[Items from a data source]
*****

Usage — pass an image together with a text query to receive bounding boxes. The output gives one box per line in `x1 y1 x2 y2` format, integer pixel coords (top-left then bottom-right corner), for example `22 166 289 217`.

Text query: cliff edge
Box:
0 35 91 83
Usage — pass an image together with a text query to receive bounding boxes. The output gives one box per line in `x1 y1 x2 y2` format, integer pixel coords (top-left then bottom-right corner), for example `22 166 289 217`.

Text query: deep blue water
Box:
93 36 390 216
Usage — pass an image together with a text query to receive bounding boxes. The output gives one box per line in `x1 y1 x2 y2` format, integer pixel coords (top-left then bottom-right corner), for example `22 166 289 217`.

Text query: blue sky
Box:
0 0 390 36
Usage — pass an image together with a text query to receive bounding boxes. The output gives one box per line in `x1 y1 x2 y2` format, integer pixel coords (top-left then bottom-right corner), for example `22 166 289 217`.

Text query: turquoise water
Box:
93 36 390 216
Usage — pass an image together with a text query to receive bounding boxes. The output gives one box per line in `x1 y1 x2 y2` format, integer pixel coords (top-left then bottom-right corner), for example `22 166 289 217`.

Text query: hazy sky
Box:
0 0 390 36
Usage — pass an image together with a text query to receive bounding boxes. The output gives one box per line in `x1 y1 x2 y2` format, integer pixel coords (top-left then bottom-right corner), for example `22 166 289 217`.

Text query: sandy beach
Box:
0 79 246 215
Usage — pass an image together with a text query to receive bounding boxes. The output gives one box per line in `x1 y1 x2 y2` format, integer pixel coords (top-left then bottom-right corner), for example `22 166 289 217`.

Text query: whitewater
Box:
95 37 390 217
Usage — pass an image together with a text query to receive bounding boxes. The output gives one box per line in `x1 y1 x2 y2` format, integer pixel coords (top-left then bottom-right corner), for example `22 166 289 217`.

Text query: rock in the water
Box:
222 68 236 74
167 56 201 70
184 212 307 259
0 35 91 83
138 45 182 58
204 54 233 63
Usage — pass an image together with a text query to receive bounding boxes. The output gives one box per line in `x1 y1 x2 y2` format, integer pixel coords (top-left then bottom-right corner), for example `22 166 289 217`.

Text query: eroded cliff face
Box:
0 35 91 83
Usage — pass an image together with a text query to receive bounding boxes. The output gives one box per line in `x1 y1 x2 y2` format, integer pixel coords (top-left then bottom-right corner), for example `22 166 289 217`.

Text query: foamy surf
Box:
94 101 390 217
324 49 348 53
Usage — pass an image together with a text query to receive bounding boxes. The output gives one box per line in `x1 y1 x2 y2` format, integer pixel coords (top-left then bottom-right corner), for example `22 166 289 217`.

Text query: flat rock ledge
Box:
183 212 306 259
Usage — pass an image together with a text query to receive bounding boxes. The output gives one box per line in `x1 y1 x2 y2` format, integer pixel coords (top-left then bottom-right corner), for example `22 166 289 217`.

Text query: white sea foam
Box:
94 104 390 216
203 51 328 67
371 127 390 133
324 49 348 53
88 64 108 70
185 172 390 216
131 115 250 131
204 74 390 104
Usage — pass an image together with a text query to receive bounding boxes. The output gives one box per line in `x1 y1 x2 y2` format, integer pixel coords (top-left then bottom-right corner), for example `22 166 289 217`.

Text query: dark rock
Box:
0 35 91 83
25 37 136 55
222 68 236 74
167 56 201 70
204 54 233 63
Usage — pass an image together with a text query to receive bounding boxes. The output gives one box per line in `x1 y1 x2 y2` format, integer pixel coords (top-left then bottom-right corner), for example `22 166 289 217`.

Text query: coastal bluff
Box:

*****

• **Brief**: Which lines in the records above contain the string "cliff"? Report each of them in full.

• **Task response**:
Text query: cliff edge
Text query: eroded cliff face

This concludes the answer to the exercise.